Et le désir de vivre une grossesse n’est pas exclusif à celles qui sont nées femmes. Relayé par la presse, la nouvelle a déjà suscité beaucoup d’intérêt chez les femmes transgenres [2].

« Techniquement, elle pourrait être développée pour ce groupe de personnes, même si ce n’est pas réalisable aujourd’hui. Nous ne savons pas si le corps d’un homme supporterait une grossesse, si la testostérone peut poser problème. Il n’y a pas encore d’études », réfléchit le Dr Ejzenberg.

Le Dr Andraus estime, lui, que la transplantation utérine chez les hommes serait possible sur le plan technique.

« Ce sujet a été abordé lors du dernier congrès mondial et il y a eu un consensus sur le fait que, pour des raisons éthiques et d’acceptation par la communauté, personne ne mettrait un tel patient sur la liste. Mais il est techniquement possible d’implanter un utérus chez les personnes ayant subi une chirurgie de changement de sexe. La patiente a un néovagin, les vaisseaux du bassin sont similaires. Le bassin peut être un peu plus étroit chez l’homme, mais il est possible de connecter le greffon au néovagin et de l’implanter dans les vaisseaux du bassin. Il n’y aurait pas d’obstacle technique, mais aucun groupe de chercheurs n’a encore demandé la permission d’étudier ce cas de figure ».

Dans quel contexte ?

La première réussite de transplantation d’utérus provenant d’une donneuse décédée de l’histoire de la médecine résulte d’un processus relativement court. Il a débuté en 2013, avec une revue de la littérature réalisée par les auteurs principaux, à São Paulo. C’est-à-dire l’année même où a été publié le premier cas de naissance réussie avec un utérus transplanté d’une donneuse vivante en Suède.

S’en est suivie une courte phase d’études sur des cadavres et d’entraînement chirurgical sur des moutons, ainsi qu’une formation en Suède, au sein d’une équipe ayant publiés neuf cas de transplantation d’utérus à partir de donneuses vivantes.

En mars 2016, les chercheurs brésiliens avaient déjà soumis leurs demandes d’autorisation d’essai sur l’homme, ce qui leur a permis d’entamé les recherches avec l’aval de trois comités d’éthique brésiliens.
________________________________________
▶ _Tâche à réaliser A_:
Répondez aux questions suivantes à partir de l'extrait présenté.
(i) En quelle année et dans quelle ville le processus a-t-il débuté ?
(ii) Sur quels animaux l'entraînement chirurgical a-t-il été mené ?
(iii) Combien de comités d'éthique brésiliens ont donné leur aval aux recherches ?
▶ _Tâche à réaliser B_: D'après l'extrait présenté, expliquez pourquoi le Dr Andraus juge possible d'implanter un utérus chez les personnes ayant subi une chirurgie de changement de sexe.

▶ _Données fournies_:
________________________________________
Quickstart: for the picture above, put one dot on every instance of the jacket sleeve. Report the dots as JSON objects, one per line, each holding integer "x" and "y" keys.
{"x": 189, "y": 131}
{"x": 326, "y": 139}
________________________________________
▶ _Réponse attendue A_:
(i) En 2013, à São Paulo.
(ii) Sur des moutons.
(iii) Trois.

▶ _Réponse attendue B_: Ces patientes ont un néovagin, et les vaisseaux de leur bassin sont similaires. Même si le bassin peut être un peu plus étroit chez l'homme, le greffon peut être connecté au néovagin et implanté dans les vaisseaux du bassin.